§ **Job 1**:
Answer these questions about the shotgun forum thread, one line per answer, each marked like its question.
(a) What does the person at the place of purchase think Browning is known for?
(b) According to driggy, what is used to set the second barrel?
(c) What size is southdakbearfan's citori?

§ **Text shown**:

++++++++

I took it to the place of purchase and he;'s going to try a boxof shells like the ones I fired the last time out, and go from there.He seems to think that Browning is known for over lubricating their guns.

I've rambled enough, any suggestions or comments welcome.


----------



## get the net (Oct 28, 2004)

I have the same gun and love it. I have never experienced the problem you are having. I have shot numerous brands and loads of shells and not one misfire, 2nd barrel fires everytime.. 
I am no expert but it sounds like a mechanical problem of some sort, not a shell problem to me.


----------



## Coach529 (Dec 22, 2004)

> I am no expert but it sounds like a mechanical problem of some sort, not a shell problem to me.


I would agree with this, take the gun to a knowledgeable gunsmith and have him take a look at it!!


----------



## southdakbearfan (Oct 11, 2004)

I think your dealer may have hit the nail on the head with the lubricating thing. Only problem I have ever had with my 3.5" citori is that it wouldn't switch barrels all the time, it was the lube in the reciever gumming up inside and wouldn't switch.


----------



## driggy (Apr 26, 2005)

How big are you and are you holding the gun tight in your shoulder. Recoil is used to set the second barrel. Not holding it tight sometimes causes this problem. Have heard of some smaller people also with same problem. By the way have the same gun in the gran lightning. love it.


----------



## huntinmo (Jun 24, 2004)

If this is your first citori keep in mind that it is very easy to trap the trigger. By that I mean not fully release the trigger after the first shot and that can sometimes take a while to get used to. It is a very good design and they do that so people are not able to fire both barrels in rapid fire without fully releasing the trigger between shots, like firing both barrels at the same time. Once you get used to fully releasing the trigger you should have no more problems.


----------

++++++++

§ **Job 2**: Lay out the rows from the line containing "locate the seal's neck in the photo above" through the last line of the rows as a JSON list of strings, one string per line and no blank lines.

§ **Raw records**:
++++++++

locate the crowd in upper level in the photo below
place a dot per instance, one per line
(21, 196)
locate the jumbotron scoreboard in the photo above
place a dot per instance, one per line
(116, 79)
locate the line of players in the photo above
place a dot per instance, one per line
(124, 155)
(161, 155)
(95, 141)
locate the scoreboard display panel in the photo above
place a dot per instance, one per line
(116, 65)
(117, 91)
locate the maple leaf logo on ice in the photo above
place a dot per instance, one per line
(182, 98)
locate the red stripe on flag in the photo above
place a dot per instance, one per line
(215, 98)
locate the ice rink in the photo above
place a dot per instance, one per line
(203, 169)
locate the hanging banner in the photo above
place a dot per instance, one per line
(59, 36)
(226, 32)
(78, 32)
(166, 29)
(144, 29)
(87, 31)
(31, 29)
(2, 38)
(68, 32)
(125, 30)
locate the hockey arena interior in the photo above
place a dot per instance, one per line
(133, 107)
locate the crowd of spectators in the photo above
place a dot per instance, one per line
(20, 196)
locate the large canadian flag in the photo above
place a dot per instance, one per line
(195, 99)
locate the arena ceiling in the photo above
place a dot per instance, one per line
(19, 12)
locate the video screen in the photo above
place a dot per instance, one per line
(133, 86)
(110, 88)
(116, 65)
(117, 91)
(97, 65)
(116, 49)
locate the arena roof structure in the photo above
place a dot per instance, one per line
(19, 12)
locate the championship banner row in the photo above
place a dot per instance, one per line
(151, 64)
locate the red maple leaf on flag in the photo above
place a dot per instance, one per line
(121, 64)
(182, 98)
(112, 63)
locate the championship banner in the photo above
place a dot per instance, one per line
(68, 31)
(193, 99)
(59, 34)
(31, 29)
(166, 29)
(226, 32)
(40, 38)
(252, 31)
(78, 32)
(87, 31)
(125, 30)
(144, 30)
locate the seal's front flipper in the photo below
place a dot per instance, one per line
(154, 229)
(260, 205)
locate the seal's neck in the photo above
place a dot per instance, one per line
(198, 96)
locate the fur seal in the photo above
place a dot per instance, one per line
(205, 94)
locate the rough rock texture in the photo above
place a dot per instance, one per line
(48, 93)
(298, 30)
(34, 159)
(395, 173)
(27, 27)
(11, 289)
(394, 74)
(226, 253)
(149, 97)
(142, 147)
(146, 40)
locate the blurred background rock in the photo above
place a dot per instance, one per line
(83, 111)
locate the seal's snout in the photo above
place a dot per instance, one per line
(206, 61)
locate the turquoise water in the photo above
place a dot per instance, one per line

++++++++

§ **Task answer 1**:
(a) Over lubricating their guns.
(b) Recoil.
(c) 3.5".

§ **Task answer 2**:
[
  "locate the seal's neck in the photo above",
  "place a dot per instance, one per line",
  "(198, 96)",
  "locate the fur seal in the photo above",
  "place a dot per instance, one per line",
  "(205, 94)",
  "locate the rough rock texture in the photo above",
  "place a dot per instance, one per line",
  "(48, 93)",
  "(298, 30)",
  "(34, 159)",
  "(395, 173)",
  "(27, 27)",
  "(11, 289)",
  "(394, 74)",
  "(226, 253)",
  "(149, 97)",
  "(142, 147)",
  "(146, 40)",
  "locate the blurred background rock in the photo above",
  "place a dot per instance, one per line",
  "(83, 111)",
  "locate the seal's snout in the photo above",
  "place a dot per instance, one per line",
  "(206, 61)",
  "locate the turquoise water in the photo above",
  "place a dot per instance, one per line"
]